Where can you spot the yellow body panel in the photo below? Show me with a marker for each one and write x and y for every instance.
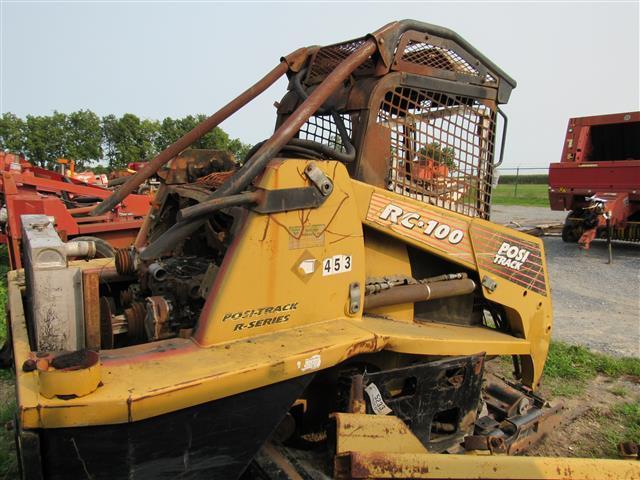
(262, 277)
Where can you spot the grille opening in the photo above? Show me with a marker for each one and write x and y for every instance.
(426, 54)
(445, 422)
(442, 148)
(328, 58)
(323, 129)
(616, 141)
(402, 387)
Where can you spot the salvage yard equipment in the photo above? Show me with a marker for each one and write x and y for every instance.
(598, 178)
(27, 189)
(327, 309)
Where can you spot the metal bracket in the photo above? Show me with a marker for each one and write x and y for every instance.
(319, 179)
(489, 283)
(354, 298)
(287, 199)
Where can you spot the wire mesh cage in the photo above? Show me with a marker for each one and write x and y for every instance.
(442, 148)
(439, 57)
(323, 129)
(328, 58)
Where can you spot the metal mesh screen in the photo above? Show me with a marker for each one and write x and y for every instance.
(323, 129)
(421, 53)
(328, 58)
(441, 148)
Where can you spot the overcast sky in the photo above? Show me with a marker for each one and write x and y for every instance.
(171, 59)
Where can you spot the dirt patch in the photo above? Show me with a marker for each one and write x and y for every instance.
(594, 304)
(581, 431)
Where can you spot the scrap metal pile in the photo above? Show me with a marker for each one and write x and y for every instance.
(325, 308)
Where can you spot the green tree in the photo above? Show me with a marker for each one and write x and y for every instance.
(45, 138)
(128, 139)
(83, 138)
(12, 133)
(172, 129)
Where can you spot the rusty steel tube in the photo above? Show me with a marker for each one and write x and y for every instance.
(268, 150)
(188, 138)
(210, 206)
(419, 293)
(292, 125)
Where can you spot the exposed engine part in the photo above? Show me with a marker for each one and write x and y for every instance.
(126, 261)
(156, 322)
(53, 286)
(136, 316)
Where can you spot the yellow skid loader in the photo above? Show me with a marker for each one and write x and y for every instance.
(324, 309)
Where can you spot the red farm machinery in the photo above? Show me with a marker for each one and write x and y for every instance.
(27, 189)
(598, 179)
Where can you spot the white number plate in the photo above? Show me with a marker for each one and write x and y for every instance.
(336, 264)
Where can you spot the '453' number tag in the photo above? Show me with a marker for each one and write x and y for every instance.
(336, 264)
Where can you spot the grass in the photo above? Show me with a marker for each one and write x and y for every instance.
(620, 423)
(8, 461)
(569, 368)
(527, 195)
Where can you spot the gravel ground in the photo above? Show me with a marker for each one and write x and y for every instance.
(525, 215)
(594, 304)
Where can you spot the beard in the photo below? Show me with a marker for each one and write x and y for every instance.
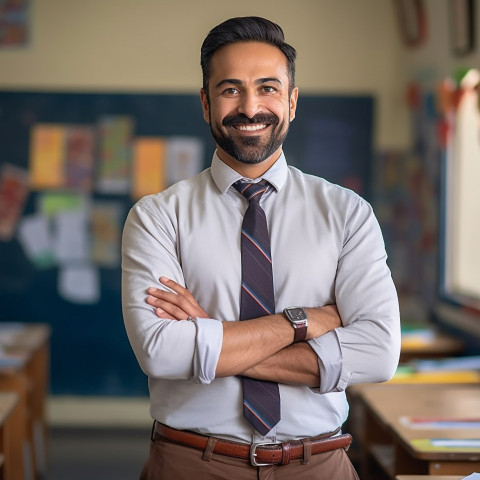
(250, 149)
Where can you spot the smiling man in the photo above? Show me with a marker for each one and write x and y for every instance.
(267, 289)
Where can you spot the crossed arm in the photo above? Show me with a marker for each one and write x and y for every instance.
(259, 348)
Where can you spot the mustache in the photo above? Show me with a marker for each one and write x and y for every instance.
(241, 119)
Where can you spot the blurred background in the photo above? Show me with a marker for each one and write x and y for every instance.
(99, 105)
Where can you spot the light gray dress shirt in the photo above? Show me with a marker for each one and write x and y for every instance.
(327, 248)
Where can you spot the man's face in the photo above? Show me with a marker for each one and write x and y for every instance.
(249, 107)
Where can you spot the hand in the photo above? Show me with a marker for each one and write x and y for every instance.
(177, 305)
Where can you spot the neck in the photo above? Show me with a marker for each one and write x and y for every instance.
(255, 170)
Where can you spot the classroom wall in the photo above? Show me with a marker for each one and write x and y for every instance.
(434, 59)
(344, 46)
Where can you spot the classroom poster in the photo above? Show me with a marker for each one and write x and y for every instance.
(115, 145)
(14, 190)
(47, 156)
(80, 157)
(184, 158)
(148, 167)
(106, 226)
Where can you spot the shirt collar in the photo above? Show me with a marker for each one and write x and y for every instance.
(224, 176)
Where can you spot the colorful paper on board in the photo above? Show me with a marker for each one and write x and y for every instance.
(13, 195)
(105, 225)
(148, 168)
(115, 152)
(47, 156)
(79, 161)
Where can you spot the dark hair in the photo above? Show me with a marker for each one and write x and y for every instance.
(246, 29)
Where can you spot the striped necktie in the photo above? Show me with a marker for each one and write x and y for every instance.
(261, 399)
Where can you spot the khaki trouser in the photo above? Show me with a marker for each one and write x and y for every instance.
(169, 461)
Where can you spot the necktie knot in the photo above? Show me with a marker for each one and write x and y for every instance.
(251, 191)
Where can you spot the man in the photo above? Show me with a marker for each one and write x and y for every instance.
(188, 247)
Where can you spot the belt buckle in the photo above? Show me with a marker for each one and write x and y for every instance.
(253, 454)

.....

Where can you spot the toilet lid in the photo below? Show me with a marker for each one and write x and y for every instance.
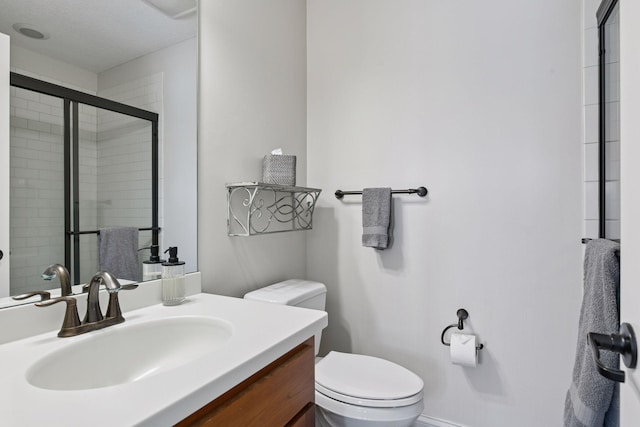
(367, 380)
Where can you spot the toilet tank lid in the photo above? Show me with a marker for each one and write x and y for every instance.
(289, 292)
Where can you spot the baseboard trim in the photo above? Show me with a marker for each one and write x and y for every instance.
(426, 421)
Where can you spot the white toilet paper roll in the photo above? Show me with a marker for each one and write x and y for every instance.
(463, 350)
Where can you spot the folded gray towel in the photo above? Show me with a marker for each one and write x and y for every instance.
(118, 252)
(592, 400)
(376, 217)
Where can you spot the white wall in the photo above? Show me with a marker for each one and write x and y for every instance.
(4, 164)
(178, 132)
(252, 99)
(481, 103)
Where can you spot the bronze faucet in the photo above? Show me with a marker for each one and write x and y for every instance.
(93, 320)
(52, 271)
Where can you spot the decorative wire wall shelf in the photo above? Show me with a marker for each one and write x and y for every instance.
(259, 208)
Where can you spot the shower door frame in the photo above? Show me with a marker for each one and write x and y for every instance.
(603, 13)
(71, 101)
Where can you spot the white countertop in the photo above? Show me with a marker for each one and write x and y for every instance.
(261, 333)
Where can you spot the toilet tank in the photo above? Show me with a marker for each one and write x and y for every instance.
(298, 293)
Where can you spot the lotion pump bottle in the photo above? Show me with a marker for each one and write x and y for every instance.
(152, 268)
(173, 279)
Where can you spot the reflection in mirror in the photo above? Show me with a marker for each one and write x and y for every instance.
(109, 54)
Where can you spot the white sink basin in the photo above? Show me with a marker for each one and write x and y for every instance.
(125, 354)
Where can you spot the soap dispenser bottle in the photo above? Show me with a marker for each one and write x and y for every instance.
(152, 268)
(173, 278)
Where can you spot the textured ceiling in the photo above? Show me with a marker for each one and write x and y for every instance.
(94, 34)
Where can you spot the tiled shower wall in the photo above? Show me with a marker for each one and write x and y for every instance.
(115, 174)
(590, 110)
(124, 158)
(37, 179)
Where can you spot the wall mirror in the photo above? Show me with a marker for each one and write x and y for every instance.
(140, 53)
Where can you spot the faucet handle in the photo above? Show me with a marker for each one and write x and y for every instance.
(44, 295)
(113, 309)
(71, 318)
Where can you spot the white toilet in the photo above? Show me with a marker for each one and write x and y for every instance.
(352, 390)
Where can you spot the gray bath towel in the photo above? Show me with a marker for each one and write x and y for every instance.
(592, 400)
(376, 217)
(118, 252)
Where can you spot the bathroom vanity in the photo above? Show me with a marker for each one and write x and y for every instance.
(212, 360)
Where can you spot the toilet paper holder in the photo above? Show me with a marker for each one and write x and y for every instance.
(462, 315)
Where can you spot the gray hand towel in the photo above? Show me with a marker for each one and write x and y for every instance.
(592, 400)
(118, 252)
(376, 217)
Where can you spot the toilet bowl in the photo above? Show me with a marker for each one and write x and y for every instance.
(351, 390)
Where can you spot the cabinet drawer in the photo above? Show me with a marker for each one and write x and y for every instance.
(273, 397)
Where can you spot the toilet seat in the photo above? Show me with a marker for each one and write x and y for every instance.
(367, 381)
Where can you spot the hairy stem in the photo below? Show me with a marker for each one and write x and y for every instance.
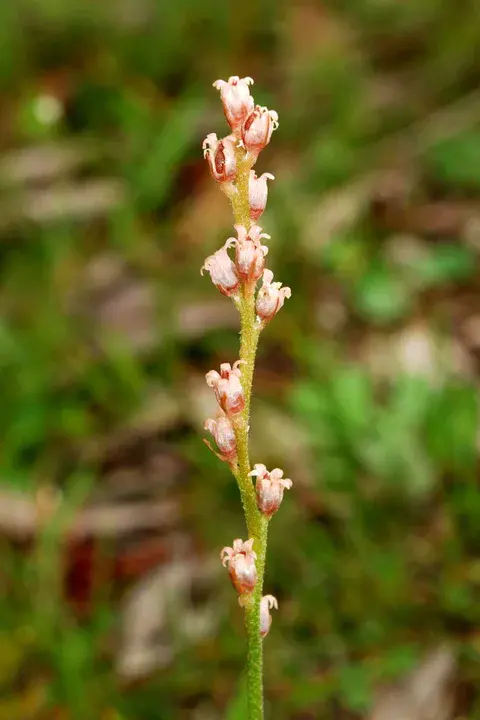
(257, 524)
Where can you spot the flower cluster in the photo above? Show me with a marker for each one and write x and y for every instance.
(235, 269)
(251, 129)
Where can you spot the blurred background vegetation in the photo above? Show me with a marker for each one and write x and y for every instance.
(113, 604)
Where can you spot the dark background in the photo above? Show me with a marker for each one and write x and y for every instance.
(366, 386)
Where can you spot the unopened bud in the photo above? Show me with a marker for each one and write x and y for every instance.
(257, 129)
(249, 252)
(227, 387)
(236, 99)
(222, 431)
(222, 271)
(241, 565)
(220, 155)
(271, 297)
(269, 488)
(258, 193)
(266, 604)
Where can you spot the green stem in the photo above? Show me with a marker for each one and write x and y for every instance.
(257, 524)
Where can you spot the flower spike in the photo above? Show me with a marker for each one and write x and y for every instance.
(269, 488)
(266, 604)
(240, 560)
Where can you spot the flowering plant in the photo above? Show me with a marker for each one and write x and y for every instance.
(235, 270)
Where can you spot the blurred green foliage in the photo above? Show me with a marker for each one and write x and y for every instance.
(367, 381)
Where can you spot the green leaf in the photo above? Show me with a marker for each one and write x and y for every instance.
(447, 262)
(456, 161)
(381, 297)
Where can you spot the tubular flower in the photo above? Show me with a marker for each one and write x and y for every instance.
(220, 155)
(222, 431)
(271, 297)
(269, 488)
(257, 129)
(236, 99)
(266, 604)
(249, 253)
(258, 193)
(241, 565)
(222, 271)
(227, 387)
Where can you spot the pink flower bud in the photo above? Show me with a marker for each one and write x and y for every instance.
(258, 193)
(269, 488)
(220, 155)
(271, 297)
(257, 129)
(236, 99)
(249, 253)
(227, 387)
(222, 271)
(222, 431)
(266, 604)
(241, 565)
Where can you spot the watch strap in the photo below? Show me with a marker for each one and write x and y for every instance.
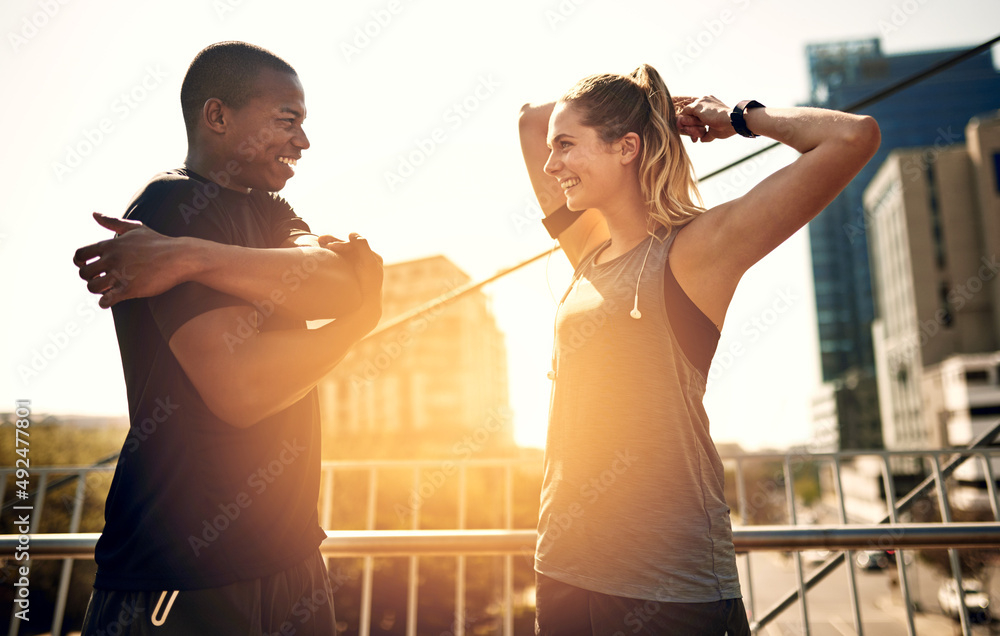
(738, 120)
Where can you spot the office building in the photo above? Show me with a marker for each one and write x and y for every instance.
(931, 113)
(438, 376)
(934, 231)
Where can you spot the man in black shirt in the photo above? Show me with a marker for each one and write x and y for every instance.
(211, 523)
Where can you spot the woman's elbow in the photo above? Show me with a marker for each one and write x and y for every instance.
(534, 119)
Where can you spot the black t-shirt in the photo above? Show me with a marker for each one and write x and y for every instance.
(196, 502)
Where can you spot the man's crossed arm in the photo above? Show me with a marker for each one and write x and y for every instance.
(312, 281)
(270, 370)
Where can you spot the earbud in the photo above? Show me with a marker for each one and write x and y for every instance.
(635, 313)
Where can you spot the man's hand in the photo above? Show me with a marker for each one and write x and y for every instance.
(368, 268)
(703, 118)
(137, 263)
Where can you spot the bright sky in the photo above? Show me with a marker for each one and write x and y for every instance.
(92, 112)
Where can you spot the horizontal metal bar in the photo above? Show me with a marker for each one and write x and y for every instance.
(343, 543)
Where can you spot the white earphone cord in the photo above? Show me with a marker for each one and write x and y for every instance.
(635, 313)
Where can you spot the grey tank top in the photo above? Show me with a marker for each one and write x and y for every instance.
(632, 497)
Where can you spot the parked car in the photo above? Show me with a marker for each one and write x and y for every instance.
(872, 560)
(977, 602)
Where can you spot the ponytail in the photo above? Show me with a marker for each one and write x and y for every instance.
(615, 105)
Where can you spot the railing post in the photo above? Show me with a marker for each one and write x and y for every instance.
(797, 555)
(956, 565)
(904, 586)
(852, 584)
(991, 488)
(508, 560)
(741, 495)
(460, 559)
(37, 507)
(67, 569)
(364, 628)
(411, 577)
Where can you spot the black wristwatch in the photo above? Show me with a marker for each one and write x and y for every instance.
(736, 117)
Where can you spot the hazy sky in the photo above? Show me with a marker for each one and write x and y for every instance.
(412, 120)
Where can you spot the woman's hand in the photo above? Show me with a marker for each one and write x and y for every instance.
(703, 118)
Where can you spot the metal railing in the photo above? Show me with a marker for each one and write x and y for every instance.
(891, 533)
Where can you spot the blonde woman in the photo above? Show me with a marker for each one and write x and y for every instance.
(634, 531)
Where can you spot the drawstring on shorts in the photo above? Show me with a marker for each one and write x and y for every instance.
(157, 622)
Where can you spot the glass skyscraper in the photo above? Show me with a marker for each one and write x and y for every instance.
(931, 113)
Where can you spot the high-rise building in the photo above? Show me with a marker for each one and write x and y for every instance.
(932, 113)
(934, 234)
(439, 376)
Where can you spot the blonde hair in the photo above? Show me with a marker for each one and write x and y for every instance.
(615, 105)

.....

§ **Task**:
List every line of the entries above that contains the word "woman". Case counts, so a line only matches if the capitalization is the same.

§ **Result below**:
Where can you spot the woman's elbow in the photo above? Show me with a marker for each one and write x and y for every instance.
Where can you spot the woman's hand in the photo above? Show me with a marker for each one and write x and y for every instance.
Where can you spot the blonde woman in the photo above? Show me with a marker for each one and write x and y for every instance.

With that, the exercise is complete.